• _Text provided_:
<<<<

Justice Scalia also “interpreted” the first amendment’s establishment clause out of the Constitution. He said in several different opinions that legal coercion or compulsion was a requirement that plaintiffs had to establish to show the government violated the clause and relatedly that the government should be allowed to symbolically prefer one religion over others. But the free exercise clause, also in the first amendment, is violated when the government punishes or threatens religious exercise or treats one religion better than others or better than non-religion. Any government behavior that meets Scalia’s establishment clause test would also violate the free exercise clause. There is nothing in the history of the first amendment, however, suggesting that the two clauses should perform identical functions or that the establishment clause has no independent meaning.

Based on this misreading of the establishment clause, Scalia voted to uphold school prayers at graduation ceremonies, sectarian prayers at legislative sessions, teaching “creation science” in public schools, and religious symbols on government property. Furthermore, although Scalia believed strongly in the devil, he did not care for science.

>>>>

• _Exercise data_:
<<<<

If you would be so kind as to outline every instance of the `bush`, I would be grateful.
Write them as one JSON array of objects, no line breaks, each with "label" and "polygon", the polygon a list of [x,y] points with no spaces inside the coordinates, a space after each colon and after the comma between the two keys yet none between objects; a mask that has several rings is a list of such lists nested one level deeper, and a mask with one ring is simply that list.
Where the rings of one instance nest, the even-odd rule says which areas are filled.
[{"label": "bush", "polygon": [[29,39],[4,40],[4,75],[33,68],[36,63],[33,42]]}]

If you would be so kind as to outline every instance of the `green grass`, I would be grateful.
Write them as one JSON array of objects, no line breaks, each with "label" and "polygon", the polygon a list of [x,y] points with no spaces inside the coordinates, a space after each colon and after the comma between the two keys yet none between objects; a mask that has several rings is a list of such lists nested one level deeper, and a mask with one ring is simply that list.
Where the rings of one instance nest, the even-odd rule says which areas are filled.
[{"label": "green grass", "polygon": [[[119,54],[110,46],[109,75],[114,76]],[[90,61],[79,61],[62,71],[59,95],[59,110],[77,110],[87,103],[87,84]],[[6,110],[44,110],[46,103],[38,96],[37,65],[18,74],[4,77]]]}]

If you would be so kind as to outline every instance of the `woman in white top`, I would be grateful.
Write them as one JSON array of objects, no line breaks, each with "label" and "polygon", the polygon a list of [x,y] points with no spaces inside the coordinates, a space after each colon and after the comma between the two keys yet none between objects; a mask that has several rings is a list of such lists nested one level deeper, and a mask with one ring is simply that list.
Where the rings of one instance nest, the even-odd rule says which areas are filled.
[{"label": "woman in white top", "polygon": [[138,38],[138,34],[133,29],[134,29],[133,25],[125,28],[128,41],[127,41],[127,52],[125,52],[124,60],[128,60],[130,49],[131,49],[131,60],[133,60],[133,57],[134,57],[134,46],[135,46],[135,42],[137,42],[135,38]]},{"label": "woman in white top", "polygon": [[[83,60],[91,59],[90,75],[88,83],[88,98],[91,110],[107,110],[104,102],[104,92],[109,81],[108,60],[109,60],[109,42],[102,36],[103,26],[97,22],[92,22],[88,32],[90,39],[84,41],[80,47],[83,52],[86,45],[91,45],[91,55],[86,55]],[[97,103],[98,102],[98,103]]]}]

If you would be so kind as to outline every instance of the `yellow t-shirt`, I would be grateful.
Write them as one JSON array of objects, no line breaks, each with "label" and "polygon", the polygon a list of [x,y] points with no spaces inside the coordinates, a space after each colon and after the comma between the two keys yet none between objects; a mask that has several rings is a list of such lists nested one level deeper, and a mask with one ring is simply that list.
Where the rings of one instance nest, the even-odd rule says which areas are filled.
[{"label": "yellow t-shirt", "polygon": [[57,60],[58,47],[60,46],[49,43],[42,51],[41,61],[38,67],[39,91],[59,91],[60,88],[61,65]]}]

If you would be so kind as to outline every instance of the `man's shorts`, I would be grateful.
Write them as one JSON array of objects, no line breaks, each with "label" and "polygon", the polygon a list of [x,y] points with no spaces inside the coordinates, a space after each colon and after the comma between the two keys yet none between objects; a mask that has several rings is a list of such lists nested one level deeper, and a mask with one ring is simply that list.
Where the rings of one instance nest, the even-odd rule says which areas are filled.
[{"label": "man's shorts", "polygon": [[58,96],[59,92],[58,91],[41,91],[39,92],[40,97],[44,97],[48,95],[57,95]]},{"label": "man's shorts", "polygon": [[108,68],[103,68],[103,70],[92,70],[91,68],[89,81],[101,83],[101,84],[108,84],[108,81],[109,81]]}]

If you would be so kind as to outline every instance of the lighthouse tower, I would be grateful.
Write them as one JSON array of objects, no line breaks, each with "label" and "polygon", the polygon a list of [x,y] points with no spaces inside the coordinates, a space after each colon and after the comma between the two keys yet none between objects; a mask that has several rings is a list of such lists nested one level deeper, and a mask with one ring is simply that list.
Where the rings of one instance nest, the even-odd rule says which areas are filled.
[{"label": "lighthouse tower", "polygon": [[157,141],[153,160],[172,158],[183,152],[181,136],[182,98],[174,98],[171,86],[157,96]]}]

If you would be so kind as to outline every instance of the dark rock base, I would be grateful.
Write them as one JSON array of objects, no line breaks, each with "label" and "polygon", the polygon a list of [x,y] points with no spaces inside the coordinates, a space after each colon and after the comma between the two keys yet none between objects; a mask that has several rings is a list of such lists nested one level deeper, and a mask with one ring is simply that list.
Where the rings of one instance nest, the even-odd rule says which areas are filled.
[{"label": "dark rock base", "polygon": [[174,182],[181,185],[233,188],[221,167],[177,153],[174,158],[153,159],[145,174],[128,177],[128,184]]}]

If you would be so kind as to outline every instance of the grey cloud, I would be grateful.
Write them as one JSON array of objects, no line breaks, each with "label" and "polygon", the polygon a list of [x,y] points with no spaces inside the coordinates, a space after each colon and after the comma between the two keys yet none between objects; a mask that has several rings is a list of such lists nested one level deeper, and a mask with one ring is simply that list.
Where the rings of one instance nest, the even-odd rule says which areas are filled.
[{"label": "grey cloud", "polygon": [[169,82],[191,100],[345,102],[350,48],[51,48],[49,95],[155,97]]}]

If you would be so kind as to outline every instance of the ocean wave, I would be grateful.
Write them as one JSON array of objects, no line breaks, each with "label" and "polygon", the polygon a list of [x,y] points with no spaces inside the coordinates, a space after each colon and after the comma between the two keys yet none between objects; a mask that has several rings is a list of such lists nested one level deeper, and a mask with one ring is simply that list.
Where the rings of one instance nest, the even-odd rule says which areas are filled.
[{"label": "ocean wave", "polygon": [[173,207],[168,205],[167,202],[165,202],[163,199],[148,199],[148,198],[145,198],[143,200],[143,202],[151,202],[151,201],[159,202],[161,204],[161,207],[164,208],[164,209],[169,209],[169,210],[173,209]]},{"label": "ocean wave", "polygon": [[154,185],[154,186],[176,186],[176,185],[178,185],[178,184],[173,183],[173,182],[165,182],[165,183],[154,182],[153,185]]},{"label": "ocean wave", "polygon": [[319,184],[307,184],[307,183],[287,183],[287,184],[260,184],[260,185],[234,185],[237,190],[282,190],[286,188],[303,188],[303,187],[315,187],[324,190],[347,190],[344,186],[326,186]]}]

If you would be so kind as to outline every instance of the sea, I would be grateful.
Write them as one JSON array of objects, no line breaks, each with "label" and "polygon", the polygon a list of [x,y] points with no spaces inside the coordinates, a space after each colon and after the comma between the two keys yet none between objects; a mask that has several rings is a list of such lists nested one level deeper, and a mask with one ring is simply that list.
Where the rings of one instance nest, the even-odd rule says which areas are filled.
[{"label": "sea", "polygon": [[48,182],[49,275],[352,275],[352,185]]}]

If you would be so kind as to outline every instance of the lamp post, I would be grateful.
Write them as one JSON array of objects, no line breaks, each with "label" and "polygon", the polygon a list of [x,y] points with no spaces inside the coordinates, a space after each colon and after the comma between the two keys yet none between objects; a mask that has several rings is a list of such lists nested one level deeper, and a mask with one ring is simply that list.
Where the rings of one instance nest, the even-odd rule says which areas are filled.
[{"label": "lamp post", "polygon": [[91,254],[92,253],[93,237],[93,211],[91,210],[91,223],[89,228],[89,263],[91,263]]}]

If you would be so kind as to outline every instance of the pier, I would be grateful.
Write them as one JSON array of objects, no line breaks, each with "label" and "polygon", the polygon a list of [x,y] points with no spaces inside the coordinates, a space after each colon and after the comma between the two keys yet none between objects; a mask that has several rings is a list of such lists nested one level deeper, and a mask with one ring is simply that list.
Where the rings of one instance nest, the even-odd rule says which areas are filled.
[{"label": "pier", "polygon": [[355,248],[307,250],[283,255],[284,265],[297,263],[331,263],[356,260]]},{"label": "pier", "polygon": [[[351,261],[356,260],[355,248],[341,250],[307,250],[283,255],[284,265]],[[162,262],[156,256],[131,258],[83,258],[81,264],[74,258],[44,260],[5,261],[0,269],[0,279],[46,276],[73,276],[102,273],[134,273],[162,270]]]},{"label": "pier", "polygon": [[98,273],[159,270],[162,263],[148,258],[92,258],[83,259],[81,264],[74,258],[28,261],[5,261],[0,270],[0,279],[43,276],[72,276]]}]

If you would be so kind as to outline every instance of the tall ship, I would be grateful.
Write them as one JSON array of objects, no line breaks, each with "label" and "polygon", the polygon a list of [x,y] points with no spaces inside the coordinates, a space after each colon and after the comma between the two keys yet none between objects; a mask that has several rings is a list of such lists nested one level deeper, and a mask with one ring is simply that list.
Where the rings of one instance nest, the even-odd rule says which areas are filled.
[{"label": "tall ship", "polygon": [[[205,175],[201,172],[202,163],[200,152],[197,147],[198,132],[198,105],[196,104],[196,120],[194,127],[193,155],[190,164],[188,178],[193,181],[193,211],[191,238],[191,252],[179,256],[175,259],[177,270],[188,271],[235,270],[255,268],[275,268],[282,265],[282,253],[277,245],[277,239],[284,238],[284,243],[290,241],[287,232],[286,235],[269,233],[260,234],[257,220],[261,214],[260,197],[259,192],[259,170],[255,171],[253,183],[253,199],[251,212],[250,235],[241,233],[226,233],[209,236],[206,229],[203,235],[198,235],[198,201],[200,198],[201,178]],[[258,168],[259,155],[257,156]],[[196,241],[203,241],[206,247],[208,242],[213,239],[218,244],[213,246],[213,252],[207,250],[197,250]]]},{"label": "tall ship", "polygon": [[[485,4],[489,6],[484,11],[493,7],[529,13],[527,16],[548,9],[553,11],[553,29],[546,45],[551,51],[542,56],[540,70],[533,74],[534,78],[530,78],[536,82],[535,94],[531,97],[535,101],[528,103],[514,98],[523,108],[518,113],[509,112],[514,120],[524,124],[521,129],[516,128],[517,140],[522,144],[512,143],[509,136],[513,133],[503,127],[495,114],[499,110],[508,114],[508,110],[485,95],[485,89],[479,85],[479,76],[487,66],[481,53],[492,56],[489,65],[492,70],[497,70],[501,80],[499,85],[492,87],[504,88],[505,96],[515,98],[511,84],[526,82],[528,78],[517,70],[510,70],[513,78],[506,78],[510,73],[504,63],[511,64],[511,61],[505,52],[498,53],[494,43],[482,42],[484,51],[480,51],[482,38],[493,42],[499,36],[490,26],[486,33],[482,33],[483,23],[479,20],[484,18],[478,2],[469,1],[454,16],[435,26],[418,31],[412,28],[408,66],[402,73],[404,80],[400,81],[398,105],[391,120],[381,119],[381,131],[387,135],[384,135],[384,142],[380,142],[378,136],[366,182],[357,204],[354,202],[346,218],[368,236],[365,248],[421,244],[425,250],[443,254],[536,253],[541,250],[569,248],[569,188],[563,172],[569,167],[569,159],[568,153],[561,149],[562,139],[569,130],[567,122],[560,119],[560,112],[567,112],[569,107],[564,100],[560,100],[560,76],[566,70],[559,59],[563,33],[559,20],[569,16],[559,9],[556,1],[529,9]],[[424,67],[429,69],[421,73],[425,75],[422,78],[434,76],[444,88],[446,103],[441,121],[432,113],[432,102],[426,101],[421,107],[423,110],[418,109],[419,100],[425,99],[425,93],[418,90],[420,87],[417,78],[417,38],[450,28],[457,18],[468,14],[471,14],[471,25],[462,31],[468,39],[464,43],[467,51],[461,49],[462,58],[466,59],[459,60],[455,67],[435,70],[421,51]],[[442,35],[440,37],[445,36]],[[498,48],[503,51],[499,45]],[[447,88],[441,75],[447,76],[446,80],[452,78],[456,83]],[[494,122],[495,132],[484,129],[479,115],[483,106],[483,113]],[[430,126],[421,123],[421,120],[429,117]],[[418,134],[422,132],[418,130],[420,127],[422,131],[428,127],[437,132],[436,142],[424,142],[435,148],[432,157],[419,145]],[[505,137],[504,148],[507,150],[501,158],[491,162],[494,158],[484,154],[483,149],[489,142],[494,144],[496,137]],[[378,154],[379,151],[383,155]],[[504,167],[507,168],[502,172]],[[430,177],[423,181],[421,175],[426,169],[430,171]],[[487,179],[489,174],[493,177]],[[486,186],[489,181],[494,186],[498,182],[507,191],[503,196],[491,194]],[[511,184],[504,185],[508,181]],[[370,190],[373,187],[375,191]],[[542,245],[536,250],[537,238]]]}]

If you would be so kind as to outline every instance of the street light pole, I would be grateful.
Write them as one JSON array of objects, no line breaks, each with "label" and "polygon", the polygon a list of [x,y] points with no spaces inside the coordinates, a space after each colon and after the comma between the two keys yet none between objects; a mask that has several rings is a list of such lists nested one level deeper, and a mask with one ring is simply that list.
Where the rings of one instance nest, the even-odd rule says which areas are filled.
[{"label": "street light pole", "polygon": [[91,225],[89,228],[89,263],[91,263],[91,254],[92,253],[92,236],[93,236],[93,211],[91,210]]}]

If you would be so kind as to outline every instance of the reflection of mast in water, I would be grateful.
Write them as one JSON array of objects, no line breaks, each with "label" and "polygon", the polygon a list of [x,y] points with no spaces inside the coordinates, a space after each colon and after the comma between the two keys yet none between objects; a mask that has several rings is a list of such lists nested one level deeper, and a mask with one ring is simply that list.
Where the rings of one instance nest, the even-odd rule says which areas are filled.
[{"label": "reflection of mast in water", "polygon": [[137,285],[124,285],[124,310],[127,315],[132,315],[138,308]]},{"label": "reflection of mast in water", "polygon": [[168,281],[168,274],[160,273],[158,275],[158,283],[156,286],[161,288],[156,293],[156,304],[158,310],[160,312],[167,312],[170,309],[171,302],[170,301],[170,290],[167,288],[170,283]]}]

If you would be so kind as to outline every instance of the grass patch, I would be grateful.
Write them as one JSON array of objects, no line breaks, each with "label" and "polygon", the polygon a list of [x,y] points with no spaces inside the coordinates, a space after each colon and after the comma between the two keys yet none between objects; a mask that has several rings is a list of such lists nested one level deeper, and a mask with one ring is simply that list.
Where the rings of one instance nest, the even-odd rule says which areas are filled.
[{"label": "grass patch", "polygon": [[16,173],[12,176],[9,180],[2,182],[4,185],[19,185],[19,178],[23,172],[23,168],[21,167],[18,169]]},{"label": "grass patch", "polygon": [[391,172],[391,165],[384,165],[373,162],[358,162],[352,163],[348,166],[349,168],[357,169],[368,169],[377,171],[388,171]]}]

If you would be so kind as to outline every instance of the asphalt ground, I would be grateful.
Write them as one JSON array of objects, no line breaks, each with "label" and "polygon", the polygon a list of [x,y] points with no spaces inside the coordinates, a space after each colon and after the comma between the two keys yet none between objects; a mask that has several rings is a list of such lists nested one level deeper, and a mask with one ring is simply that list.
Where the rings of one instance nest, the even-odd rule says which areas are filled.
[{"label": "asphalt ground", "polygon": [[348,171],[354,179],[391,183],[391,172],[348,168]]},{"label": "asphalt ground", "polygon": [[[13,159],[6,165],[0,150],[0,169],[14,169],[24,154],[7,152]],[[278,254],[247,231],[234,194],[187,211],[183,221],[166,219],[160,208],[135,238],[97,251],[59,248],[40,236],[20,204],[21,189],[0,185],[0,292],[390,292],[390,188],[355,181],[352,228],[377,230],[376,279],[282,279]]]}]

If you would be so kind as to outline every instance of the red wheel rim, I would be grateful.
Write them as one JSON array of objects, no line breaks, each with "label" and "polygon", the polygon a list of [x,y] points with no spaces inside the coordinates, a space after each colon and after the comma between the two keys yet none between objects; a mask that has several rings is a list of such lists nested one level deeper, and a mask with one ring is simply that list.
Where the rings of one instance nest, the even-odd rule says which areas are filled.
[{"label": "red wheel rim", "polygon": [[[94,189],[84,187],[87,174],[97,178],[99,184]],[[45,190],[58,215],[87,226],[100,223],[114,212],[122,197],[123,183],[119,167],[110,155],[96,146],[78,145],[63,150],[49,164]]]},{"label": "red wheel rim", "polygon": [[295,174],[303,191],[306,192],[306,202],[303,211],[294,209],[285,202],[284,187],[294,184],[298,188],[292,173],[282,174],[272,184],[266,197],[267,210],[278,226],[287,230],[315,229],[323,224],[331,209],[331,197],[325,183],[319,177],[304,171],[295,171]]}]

>>>>

• _Work instruction_: Please duplicate the stretch from "Based on this" through "care for science." in the passage on Justice Scalia, word for word.

• _Task solution_:
Based on this misreading of the establishment clause, Scalia voted to uphold school prayers at graduation ceremonies, sectarian prayers at legislative sessions, teaching “creation science” in public schools, and religious symbols on government property. Furthermore, although Scalia believed strongly in the devil, he did not care for science.